GIVEN INFORMATION:

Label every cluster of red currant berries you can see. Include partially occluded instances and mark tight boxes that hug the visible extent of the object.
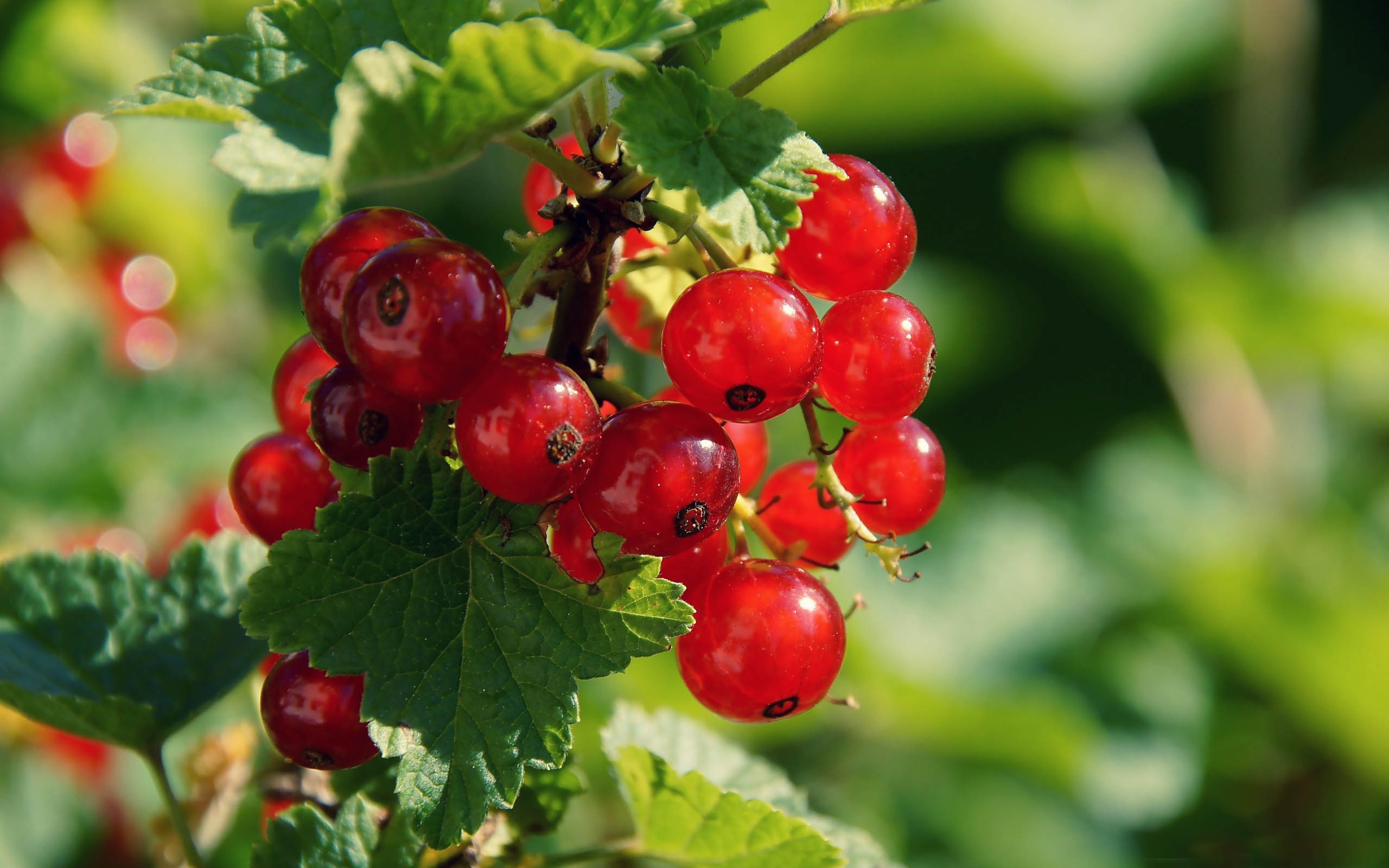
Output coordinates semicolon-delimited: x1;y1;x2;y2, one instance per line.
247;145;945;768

...

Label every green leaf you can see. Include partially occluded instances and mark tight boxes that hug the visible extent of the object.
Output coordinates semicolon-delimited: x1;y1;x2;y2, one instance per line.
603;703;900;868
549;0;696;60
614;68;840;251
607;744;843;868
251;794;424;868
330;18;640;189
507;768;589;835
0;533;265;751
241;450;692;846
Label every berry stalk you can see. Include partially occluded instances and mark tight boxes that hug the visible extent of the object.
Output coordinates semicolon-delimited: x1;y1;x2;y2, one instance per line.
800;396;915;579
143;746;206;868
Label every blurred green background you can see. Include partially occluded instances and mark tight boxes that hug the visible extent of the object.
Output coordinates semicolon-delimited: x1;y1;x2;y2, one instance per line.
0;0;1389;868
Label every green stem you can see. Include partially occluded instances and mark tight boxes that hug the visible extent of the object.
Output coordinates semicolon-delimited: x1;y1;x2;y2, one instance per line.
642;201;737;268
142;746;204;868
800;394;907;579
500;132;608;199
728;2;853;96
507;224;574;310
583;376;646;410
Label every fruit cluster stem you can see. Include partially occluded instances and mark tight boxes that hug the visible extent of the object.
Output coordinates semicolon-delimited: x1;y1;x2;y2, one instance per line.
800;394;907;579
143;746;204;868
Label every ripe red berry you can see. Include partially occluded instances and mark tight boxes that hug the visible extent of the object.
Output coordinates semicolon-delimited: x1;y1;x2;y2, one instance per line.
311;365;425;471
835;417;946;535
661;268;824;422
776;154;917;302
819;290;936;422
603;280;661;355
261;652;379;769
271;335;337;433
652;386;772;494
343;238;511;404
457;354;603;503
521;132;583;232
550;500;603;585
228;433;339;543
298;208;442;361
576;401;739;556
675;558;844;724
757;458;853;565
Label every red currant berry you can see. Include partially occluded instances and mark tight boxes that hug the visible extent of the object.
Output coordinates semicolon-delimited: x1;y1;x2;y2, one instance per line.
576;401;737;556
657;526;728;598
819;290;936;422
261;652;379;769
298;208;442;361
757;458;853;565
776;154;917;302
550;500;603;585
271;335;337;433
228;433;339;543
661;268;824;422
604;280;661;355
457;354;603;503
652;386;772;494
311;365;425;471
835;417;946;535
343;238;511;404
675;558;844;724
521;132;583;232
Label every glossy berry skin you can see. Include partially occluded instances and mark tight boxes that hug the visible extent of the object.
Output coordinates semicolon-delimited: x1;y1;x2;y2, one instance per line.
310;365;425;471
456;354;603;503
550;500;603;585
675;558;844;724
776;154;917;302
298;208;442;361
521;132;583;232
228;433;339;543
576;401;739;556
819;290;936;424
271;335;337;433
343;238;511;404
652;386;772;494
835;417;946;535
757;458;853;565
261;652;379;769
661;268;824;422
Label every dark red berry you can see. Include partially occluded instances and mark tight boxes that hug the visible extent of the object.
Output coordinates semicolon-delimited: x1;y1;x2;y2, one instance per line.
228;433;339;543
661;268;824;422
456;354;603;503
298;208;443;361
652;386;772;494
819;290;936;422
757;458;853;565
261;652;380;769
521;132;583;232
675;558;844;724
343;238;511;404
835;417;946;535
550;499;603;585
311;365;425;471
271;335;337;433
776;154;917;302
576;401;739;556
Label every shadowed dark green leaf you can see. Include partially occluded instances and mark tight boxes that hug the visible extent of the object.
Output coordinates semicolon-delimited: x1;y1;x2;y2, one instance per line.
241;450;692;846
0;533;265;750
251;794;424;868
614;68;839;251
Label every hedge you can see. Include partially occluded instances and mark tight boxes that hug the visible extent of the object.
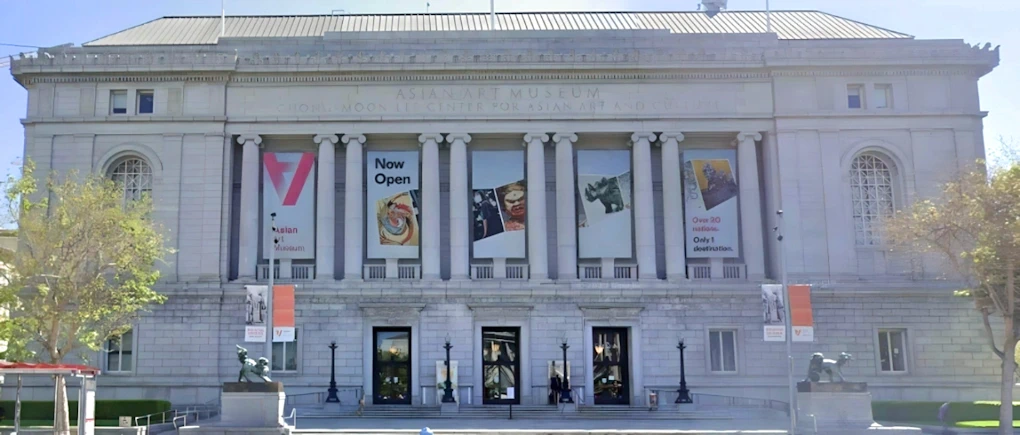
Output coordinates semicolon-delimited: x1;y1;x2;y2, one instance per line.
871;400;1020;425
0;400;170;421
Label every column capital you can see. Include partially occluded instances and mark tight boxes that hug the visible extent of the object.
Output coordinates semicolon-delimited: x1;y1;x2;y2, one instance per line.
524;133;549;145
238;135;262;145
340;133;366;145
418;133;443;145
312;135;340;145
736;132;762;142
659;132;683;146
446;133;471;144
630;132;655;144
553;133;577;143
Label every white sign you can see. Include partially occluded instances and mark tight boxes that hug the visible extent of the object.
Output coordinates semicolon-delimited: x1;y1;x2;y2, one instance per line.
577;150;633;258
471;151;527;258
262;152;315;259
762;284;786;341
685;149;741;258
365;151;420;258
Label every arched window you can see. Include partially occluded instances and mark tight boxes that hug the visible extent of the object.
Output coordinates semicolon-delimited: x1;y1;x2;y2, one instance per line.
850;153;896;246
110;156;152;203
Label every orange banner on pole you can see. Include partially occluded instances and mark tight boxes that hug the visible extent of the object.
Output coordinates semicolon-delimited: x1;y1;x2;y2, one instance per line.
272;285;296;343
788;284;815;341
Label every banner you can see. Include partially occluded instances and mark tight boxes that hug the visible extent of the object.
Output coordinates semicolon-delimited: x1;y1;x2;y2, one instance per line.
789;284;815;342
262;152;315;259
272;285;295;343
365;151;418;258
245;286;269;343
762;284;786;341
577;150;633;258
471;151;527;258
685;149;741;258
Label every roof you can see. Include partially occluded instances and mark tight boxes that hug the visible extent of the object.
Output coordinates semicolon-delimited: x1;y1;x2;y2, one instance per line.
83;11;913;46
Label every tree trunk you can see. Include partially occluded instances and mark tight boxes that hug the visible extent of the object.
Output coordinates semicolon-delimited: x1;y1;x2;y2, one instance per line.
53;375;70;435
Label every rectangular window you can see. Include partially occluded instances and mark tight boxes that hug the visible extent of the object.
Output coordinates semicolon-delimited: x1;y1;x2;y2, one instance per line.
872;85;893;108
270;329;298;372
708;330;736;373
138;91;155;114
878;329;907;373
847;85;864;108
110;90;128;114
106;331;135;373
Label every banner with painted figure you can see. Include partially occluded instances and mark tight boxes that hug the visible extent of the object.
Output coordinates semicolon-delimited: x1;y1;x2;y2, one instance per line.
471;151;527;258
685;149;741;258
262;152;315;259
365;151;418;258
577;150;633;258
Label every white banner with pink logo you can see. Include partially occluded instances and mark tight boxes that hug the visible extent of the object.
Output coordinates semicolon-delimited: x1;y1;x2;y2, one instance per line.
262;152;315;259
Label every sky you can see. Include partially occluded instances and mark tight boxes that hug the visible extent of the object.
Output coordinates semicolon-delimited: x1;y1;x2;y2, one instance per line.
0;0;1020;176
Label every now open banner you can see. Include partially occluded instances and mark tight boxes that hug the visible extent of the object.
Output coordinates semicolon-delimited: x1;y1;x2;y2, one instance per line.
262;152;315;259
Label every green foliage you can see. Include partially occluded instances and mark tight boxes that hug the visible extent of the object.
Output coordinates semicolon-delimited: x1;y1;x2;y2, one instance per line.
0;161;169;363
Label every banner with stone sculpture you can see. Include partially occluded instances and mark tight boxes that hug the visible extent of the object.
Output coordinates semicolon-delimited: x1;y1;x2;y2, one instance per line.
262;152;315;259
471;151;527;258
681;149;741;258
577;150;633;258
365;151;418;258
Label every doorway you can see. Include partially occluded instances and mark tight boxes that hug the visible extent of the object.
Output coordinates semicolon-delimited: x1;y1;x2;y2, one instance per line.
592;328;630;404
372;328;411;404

...

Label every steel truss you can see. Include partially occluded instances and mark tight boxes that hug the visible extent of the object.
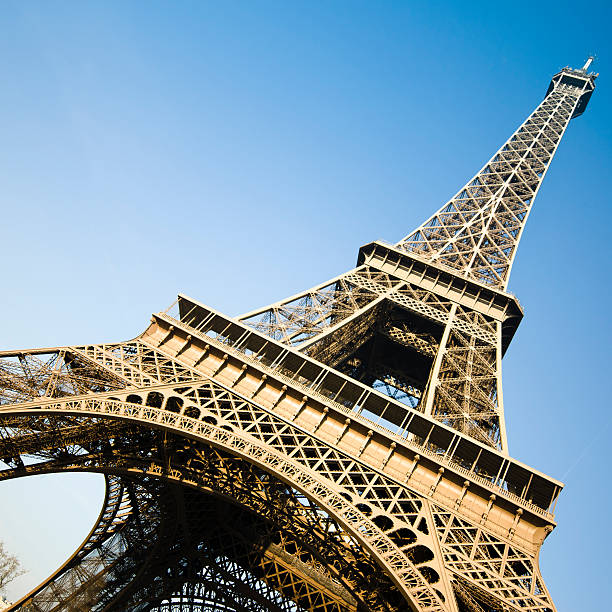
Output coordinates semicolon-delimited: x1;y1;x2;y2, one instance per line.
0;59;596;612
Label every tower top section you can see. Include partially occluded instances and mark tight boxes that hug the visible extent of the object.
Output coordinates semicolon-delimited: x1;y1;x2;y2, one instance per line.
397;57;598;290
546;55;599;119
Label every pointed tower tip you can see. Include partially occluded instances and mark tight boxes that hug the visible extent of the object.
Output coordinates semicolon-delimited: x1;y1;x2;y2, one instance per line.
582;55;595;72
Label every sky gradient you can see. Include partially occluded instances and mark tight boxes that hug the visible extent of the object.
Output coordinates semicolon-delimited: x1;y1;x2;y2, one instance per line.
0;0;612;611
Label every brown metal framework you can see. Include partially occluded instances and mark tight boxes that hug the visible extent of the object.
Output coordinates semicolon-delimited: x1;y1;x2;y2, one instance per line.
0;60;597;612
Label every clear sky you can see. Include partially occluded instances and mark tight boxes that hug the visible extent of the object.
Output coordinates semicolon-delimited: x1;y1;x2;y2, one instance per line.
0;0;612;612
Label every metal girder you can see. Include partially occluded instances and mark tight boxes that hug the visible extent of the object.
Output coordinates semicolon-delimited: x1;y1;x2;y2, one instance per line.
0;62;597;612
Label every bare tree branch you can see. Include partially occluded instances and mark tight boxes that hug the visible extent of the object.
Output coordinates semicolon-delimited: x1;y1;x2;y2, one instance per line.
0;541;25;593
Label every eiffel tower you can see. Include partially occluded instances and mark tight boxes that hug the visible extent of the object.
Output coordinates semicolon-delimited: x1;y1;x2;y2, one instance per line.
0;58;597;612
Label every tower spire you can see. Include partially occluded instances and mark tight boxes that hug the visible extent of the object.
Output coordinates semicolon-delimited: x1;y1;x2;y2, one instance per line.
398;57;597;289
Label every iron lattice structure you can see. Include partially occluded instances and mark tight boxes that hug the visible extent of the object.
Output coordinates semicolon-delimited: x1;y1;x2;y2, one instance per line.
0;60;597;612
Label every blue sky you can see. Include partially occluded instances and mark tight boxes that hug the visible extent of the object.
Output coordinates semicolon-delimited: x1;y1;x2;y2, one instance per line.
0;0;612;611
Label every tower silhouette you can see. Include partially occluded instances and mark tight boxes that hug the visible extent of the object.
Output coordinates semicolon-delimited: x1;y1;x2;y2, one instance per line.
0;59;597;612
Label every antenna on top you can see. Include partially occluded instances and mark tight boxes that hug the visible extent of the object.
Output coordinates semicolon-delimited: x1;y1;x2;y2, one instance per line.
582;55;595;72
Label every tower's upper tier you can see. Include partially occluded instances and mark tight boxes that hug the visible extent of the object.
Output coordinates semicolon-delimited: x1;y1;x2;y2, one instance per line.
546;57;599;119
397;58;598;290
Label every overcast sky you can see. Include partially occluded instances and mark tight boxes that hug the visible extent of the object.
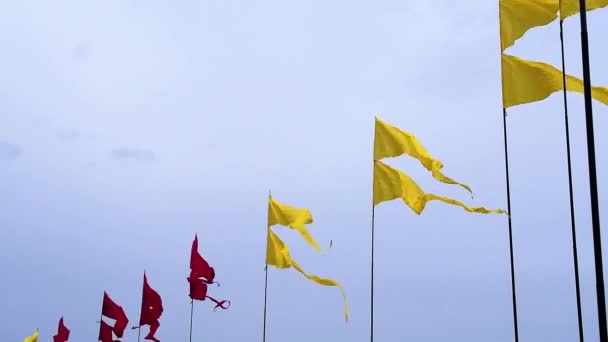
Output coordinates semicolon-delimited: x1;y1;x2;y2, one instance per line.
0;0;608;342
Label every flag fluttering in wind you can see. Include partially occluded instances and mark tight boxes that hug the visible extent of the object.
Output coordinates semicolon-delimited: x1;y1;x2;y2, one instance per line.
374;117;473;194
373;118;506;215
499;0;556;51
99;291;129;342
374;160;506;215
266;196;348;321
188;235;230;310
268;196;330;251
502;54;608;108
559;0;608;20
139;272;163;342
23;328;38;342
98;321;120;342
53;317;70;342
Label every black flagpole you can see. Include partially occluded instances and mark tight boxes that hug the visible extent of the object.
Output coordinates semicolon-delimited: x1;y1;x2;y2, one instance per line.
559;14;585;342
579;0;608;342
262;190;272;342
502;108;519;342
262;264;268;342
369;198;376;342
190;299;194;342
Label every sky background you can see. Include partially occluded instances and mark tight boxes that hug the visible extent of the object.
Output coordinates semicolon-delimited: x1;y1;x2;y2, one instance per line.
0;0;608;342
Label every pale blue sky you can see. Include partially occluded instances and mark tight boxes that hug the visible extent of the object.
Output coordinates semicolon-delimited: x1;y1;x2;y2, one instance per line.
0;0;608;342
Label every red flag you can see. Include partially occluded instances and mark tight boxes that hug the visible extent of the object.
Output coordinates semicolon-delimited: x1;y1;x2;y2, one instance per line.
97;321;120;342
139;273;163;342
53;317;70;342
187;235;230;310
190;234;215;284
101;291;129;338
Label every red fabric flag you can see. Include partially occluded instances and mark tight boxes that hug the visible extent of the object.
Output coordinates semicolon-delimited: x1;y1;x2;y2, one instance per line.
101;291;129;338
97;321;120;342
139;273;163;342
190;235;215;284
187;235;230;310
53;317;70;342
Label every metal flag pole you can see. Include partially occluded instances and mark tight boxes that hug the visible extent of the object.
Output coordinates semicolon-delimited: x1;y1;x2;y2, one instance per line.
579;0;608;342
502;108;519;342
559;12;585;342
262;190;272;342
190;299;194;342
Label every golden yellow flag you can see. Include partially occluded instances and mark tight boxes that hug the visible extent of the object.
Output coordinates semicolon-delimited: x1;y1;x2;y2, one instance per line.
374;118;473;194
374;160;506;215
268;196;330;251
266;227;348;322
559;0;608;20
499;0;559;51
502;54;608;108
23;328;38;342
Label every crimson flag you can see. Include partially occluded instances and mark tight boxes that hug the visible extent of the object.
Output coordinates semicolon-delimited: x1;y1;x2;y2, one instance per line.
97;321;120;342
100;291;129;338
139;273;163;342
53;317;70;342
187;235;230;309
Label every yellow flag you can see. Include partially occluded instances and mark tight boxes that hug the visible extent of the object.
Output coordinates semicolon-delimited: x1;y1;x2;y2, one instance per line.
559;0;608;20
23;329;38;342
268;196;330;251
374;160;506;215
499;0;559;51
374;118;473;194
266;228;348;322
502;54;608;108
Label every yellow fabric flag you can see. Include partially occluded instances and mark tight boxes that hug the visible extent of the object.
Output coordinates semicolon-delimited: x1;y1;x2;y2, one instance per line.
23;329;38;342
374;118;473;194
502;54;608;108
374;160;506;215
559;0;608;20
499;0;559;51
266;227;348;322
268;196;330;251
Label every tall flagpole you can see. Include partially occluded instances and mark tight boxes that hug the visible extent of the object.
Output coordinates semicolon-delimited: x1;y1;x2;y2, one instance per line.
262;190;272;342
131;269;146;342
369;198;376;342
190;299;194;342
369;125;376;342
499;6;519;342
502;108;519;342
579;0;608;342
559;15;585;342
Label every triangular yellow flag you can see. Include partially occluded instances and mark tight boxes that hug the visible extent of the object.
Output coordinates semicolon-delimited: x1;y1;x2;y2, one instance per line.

WHAT THE TASK REQUIRES:
Reproduce the stretch of the records from the line containing "Label every cluster" through the line containing "247;145;945;768", both ends included, word for word. Leave the pictures out.

ANSWER TO THIS PROBLEM:
Label every cluster of red currant berries you can see. Include partially occluded instances and mark tight boxes that hug the visible extent of the object.
Output coordinates semicolon-delimited: x1;y1;x2;y2, one instance per line.
247;145;945;768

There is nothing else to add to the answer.